» **WHAT YOU WILL DO**: Retype the entries below word for word, leaving out every picture.

*** Opening of SUPPLIED RECORDS ***

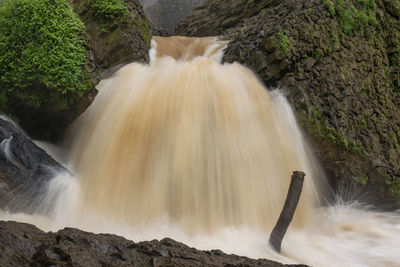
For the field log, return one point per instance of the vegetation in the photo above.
(283, 43)
(107, 10)
(353, 16)
(42, 54)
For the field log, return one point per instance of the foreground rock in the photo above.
(24, 170)
(340, 64)
(23, 244)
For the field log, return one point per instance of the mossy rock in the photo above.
(117, 30)
(339, 61)
(43, 73)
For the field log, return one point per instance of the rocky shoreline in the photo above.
(25, 245)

*** Close of SUPPLIED RECORDS ***

» **YOUR SOLUTION**:
For the field log, return one point per instance of the vegetation in the photo above.
(283, 43)
(107, 10)
(353, 16)
(42, 54)
For the field log, return one point per instance of the foreground rock in the photo above.
(24, 170)
(340, 64)
(23, 244)
For the field log, return one point per instance of the mossy rock in the photo above.
(117, 30)
(339, 61)
(43, 73)
For the field log, return one point per instance of the rocky shoreline in the photo above.
(25, 245)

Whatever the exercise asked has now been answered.